## Task material:
========
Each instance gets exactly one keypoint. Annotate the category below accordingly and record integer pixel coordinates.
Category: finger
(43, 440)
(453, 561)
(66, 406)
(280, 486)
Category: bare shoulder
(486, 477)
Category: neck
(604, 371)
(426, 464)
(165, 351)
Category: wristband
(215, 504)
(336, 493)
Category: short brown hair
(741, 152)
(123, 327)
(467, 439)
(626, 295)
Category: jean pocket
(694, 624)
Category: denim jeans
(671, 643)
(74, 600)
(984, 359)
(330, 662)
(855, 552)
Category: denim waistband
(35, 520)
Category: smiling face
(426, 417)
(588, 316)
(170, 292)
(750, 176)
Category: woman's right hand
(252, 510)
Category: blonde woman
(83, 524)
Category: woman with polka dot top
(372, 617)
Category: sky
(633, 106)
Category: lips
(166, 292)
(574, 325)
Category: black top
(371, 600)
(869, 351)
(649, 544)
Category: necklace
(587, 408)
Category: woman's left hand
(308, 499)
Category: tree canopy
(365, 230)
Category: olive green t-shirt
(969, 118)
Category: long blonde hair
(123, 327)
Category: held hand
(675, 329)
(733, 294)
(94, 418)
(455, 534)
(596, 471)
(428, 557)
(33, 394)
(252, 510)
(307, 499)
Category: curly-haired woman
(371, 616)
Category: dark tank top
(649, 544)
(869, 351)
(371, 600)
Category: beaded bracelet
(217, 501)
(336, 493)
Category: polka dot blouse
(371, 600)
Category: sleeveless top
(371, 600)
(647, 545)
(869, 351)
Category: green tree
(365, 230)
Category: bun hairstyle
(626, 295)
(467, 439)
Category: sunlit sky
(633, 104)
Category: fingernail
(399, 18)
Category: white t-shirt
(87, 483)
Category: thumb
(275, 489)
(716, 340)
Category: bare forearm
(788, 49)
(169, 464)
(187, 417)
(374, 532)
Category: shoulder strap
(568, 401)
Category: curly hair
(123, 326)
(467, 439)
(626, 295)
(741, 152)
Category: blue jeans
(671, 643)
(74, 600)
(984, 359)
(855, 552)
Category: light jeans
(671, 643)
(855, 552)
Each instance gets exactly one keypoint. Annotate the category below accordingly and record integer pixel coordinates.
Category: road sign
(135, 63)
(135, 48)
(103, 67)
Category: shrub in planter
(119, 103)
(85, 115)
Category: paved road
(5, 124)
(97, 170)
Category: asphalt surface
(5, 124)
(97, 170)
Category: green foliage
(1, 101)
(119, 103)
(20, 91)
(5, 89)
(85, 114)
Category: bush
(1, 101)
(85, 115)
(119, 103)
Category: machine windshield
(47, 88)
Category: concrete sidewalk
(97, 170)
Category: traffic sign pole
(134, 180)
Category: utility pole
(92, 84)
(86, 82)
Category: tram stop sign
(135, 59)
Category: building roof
========
## Directive:
Format all of the material above as a numbered list, omitting any blank lines.

## Result:
1. Each instance gets exactly one keypoint. Annotate the category below accordingly and record integer pixel coordinates.
2. Category: finger
3. (43, 440)
4. (453, 561)
5. (66, 406)
6. (280, 486)
7. Category: bare shoulder
8. (486, 477)
9. Category: neck
10. (604, 371)
11. (426, 464)
12. (165, 351)
13. Category: wristband
14. (215, 504)
15. (336, 493)
16. Category: short brown hair
17. (741, 152)
18. (123, 327)
19. (467, 439)
20. (626, 295)
21. Category: jean pocket
22. (694, 624)
23. Category: denim jeans
24. (671, 643)
25. (74, 600)
26. (984, 359)
27. (330, 662)
28. (855, 552)
29. Category: denim waistband
30. (35, 520)
31. Category: smiling face
32. (426, 417)
33. (588, 316)
34. (170, 292)
35. (750, 176)
36. Category: woman's right hand
37. (252, 510)
38. Category: blonde woman
39. (83, 524)
40. Category: woman with polka dot top
41. (372, 617)
42. Category: sky
43. (633, 106)
44. Category: lips
45. (166, 292)
46. (574, 325)
47. Category: black top
48. (371, 600)
49. (869, 351)
50. (649, 544)
51. Category: necklace
52. (587, 408)
53. Category: woman's left hand
54. (308, 499)
55. Category: tree canopy
56. (365, 230)
57. Category: olive green t-shirt
58. (969, 118)
59. Category: long blonde hair
60. (123, 327)
61. Category: held hand
62. (675, 329)
63. (733, 294)
64. (94, 418)
65. (455, 534)
66. (596, 471)
67. (428, 557)
68. (33, 394)
69. (252, 510)
70. (307, 499)
71. Category: curly-haired woman
72. (371, 616)
73. Category: dark tank top
74. (649, 544)
75. (869, 351)
76. (371, 600)
77. Category: beaded bracelet
78. (217, 501)
79. (336, 493)
80. Category: polka dot blouse
81. (371, 600)
82. Category: sleeveless top
83. (371, 600)
84. (647, 545)
85. (869, 351)
86. Category: green tree
87. (365, 230)
88. Category: bun hairstyle
89. (626, 295)
90. (467, 439)
91. Category: sunlit sky
92. (633, 104)
93. Category: fingernail
94. (399, 18)
95. Category: white t-shirt
96. (87, 483)
97. Category: thumb
98. (275, 489)
99. (716, 340)
100. Category: bare forearm
101. (788, 49)
102. (169, 464)
103. (187, 417)
104. (374, 532)
105. Category: shoulder strap
106. (568, 401)
107. Category: curly hair
108. (123, 326)
109. (467, 439)
110. (626, 295)
111. (741, 152)
112. Category: blue jeans
113. (671, 643)
114. (74, 600)
115. (984, 359)
116. (855, 552)
117. Category: light jeans
118. (671, 643)
119. (855, 552)
120. Each instance gets exactly one keypoint. Annotate the category below accordingly and record integer pixel coordinates.
121. Category: road sign
122. (135, 63)
123. (135, 48)
124. (103, 67)
125. Category: shrub in planter
126. (119, 103)
127. (85, 115)
128. Category: paved road
129. (5, 124)
130. (97, 170)
131. Category: asphalt surface
132. (5, 124)
133. (97, 170)
134. Category: green foliage
135. (1, 101)
136. (119, 103)
137. (20, 91)
138. (5, 89)
139. (85, 114)
140. Category: bush
141. (1, 101)
142. (85, 115)
143. (119, 103)
144. Category: machine windshield
145. (47, 88)
146. Category: concrete sidewalk
147. (97, 170)
148. Category: traffic sign pole
149. (134, 180)
150. Category: utility pole
151. (92, 84)
152. (86, 82)
153. Category: tram stop sign
154. (135, 59)
155. Category: building roof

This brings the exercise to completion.